== Text ==

Thursday 24 November 2022

Words and Worlds: Presidential Address at 65th All India English Teachers Conference by Nibir K. Ghosh

                                       

                                               


 

                              Words and Worlds: Why Literature Matters

Nibir K. Ghosh

I deem it a privilege and pleasure to bring to this august gathering warmest good wishes from the city of the Taj and Sulahakul.


I am here to share with you a collage of impressions related to “Words and Worlds: Why Literature Matters.” It is often the general tendency to hold in low esteem what literature can offer us in terms of career opportunities in comparison to Science or Medicine. An astronomer once declared in a scientific meeting: “To an astronomer man is nothing more than an insignificant dot in the infinite universe.” Einstein, who was present at the meeting, is reported to have observed: “I have often felt that, but then I realize that the insignificant dot, who is man, is also the astronomer.”

===
== Source information ==

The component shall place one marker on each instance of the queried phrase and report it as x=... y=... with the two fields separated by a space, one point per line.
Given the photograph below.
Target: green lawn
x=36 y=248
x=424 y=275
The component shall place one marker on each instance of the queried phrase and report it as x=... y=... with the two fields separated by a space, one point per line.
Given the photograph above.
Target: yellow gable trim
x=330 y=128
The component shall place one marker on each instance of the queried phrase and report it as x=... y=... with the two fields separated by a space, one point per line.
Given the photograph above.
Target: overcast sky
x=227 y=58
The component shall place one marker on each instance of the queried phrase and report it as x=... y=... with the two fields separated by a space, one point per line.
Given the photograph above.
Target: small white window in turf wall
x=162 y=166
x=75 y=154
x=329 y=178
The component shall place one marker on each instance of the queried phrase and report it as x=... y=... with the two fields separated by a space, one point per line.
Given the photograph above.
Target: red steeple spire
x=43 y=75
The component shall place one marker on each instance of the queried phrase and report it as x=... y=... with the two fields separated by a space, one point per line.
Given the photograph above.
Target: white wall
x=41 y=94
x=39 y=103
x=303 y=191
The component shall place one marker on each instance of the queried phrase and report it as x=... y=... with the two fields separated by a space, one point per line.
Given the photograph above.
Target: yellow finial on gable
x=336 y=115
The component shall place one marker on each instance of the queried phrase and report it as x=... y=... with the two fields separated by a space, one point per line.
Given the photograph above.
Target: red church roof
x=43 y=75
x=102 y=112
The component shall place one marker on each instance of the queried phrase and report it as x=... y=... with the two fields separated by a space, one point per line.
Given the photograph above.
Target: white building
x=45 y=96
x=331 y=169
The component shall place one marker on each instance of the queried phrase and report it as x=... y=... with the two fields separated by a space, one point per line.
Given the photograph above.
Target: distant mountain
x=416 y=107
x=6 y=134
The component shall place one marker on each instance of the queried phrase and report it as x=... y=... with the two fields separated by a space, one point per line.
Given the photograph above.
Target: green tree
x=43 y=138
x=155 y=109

===

#### Problems to work on:
1. In the address on why literature matters, how did Einstein respond to the astronomer's remark about man?
2. Please carry on the address on why literature matters from its final sentence.

#### Answers below:
1. Einstein said he had often felt that, but then realized that the insignificant dot, who is man, is also the astronomer.

2.
In contemporary parlance, while the whole world was battling to contain the onslaught of COVID-19, the sale of Albert Camus’ The Plague sky-rocketed unprecedentedly. It was reported that in France, particularly, there were more queues of people outside book shops for a copy of Camus’ book than that of COVID-infected patients outside hospitals. Camus points out in the novel, "Each of us has the plague within him; no one, no one on earth is free from it." We can see in this statement a universal link that connects us to the plague and the chaos it created in ancient Thebes of Sophocles’ Oedipus Rex. Alice Kaplan’s observation, “You need to read The Plague almost as though this novel were a vaccine — not just a novel that can help us think about what we're experiencing, but something that can help heal us," further advances the argument in favour of the value of literature. Not many of us may not be aware that the word “Robot” was not coined by any scientist but was used for the first time by a Czech playwright K. Kapek in his play R.U.R. way back in 1920.

In the context of the theme of the conference, our close proximity to the ancient Nalanda university assumes special significance. The ruins of Nalanda that today lie in splendour in spite of the passage of centuries remind us of the glorious seat of learning that had lured countless lovers of peace and harmony from various parts of the globe till the fanatic invader Bakhtiyar Khilji desecrated and vandalised in 1193 what had been a flourishing centre of Buddhist education for nearly seven centuries.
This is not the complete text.